SET TASK:
Gather every line of the material below that contains the word "native", and copy each such line in full.

RAW RECORDS:
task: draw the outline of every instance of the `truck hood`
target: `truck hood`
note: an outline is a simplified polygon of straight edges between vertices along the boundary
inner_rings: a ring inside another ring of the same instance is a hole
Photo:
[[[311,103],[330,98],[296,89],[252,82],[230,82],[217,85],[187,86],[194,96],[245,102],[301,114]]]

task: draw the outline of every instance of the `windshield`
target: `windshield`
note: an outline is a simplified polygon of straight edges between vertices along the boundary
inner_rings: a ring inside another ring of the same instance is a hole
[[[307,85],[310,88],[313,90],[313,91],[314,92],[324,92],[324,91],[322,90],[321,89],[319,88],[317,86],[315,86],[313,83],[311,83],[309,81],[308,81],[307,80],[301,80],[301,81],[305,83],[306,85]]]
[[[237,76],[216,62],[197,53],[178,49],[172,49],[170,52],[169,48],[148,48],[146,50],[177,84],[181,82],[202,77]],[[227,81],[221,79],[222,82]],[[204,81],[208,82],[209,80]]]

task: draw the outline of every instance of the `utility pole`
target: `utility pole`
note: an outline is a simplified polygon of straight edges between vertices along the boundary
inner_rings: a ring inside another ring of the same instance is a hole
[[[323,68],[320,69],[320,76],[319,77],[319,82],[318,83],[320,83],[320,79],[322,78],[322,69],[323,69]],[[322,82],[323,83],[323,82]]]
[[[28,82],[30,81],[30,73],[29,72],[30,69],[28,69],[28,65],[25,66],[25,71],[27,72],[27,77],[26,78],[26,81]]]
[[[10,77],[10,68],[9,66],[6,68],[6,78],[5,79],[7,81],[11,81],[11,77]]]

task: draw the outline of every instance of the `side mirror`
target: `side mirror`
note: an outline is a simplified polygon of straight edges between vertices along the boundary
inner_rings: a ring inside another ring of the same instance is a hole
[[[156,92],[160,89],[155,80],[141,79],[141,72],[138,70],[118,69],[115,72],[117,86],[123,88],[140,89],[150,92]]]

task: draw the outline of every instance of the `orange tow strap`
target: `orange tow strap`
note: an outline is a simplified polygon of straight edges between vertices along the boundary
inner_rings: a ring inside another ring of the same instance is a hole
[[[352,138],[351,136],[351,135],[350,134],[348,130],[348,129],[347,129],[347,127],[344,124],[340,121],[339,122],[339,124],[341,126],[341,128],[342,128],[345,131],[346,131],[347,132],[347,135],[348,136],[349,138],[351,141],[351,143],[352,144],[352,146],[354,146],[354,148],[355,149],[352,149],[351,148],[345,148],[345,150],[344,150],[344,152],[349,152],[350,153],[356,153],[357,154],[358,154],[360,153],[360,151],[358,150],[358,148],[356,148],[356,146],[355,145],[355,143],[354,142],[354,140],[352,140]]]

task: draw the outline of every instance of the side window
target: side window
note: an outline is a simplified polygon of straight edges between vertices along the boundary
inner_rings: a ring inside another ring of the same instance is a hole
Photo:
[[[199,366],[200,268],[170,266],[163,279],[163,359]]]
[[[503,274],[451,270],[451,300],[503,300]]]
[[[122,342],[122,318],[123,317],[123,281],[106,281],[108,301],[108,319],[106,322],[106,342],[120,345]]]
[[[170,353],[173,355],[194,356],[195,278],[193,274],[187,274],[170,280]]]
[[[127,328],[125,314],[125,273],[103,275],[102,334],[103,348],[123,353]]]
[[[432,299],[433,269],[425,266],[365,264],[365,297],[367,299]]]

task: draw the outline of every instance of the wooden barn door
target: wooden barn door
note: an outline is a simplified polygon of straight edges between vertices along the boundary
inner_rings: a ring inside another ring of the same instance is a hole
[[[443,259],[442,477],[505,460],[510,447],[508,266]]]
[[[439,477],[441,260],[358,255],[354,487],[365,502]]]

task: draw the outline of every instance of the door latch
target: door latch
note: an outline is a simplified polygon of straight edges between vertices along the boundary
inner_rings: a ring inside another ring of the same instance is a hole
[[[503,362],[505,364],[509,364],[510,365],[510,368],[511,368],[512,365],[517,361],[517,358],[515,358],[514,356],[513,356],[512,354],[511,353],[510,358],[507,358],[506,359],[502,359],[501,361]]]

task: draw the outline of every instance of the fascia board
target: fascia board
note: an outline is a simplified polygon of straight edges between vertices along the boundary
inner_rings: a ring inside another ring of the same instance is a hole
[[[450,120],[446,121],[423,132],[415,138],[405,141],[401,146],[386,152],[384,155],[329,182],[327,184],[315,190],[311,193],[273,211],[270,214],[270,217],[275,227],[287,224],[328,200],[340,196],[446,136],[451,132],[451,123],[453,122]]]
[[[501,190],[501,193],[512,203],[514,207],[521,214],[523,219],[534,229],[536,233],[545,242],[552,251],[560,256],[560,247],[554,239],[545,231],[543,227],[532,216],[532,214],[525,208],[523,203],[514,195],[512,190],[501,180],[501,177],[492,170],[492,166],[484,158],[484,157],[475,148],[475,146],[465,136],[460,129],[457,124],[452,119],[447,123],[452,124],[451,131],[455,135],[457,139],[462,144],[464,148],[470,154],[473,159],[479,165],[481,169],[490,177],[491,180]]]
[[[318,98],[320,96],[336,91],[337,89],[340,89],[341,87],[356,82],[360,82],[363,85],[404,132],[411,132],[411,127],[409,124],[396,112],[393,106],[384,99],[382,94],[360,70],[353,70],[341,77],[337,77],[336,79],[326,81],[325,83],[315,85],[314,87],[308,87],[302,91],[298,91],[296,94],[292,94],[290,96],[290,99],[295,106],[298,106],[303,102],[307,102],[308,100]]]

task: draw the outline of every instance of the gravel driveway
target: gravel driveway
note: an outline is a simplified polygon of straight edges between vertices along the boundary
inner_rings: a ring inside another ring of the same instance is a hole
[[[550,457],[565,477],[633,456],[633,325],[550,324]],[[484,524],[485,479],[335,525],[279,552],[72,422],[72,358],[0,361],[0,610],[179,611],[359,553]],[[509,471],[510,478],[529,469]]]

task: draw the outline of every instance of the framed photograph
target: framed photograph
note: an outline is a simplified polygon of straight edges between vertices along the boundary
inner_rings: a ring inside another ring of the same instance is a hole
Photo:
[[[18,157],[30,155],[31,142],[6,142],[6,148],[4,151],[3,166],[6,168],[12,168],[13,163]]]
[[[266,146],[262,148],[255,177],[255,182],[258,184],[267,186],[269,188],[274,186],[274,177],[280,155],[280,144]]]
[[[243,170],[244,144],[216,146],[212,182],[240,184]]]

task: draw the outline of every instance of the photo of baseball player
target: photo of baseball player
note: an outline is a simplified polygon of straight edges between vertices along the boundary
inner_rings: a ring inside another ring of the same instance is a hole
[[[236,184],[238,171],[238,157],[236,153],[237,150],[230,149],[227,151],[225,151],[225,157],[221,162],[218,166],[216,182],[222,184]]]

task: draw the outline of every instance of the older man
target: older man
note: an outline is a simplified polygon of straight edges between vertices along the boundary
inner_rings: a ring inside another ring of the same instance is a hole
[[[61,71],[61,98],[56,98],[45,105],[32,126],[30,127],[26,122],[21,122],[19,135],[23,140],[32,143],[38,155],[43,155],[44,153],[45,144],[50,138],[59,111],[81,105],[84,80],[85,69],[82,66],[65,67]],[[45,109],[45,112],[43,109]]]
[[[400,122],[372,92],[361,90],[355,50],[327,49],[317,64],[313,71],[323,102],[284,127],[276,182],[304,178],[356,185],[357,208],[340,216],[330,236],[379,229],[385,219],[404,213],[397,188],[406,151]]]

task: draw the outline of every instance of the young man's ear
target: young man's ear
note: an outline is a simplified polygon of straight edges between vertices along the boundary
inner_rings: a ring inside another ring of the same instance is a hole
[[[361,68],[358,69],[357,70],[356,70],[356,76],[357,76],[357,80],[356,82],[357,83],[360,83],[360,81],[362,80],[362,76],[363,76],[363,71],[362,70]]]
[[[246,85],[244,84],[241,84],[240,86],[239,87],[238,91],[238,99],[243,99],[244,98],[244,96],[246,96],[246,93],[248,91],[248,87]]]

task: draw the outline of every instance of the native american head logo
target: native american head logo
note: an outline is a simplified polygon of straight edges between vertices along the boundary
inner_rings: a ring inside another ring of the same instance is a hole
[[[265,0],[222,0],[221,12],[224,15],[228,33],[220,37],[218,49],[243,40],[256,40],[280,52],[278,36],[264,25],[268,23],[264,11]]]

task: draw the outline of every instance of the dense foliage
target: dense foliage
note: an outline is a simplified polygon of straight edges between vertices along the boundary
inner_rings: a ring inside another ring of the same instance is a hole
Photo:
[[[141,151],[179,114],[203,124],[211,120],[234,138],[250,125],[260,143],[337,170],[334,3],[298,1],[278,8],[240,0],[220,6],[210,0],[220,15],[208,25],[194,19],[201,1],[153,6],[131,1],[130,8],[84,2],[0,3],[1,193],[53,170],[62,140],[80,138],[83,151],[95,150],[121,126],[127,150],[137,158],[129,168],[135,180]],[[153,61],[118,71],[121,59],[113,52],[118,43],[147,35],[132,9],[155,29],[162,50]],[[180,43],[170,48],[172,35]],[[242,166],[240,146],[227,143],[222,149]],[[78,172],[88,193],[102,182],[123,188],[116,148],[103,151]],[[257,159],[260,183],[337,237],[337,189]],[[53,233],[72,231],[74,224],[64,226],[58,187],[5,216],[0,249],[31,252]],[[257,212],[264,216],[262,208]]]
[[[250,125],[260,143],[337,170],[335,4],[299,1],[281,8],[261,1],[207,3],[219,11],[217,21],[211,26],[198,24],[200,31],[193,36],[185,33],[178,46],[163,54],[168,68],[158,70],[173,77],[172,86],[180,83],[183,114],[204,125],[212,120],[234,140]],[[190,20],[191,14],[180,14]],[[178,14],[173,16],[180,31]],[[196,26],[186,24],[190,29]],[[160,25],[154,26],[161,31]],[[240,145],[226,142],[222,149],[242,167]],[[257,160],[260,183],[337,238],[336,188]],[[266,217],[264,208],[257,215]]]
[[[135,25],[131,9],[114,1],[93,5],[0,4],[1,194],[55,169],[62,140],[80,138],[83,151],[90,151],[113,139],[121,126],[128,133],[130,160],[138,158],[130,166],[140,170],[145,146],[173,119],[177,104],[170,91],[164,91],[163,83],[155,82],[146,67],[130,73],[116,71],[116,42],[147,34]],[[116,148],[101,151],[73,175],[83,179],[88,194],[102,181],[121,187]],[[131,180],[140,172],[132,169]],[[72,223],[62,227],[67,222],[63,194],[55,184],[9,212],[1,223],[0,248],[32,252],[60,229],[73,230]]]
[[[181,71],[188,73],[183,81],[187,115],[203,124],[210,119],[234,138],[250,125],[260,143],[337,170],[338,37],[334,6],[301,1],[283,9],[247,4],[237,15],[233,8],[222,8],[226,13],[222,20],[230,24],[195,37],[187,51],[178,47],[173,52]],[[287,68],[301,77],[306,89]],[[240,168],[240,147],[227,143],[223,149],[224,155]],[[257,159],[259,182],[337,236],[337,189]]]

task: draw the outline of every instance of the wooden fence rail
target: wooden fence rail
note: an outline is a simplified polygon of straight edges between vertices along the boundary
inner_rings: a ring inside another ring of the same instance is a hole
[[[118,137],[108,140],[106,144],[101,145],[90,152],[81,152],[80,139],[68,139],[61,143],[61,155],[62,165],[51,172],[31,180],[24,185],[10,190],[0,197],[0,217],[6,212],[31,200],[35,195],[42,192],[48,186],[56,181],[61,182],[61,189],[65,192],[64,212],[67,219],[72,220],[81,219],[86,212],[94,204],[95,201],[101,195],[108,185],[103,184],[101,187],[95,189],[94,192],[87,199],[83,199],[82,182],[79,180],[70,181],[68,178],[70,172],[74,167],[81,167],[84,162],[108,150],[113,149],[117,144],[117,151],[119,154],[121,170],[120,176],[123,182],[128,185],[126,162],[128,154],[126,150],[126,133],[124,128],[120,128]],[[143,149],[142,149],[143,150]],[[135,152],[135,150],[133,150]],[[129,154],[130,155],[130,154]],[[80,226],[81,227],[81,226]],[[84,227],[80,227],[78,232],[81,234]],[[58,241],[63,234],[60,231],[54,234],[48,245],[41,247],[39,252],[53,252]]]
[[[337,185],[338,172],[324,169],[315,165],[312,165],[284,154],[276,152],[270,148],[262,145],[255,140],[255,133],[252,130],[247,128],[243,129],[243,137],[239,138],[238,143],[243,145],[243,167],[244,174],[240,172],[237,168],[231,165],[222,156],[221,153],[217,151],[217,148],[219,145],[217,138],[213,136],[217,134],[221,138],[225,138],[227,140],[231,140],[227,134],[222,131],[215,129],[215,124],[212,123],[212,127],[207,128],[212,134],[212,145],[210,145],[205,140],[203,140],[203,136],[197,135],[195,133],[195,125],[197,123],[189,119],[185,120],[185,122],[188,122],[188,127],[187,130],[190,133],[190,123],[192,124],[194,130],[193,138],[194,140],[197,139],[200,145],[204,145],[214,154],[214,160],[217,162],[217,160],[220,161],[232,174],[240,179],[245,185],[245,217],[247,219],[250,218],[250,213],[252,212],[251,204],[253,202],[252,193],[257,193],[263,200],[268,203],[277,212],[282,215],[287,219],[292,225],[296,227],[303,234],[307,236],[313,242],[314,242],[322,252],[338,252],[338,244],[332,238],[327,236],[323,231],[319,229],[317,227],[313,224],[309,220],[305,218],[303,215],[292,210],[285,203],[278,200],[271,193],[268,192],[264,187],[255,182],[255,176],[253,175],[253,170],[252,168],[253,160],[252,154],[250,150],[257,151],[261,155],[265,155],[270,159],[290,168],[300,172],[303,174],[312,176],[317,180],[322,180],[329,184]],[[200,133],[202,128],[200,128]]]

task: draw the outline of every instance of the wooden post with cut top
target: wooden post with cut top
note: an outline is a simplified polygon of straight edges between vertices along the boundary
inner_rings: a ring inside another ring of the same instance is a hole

ANSWER:
task: draw the outline of every instance of the native american head logo
target: native american head logo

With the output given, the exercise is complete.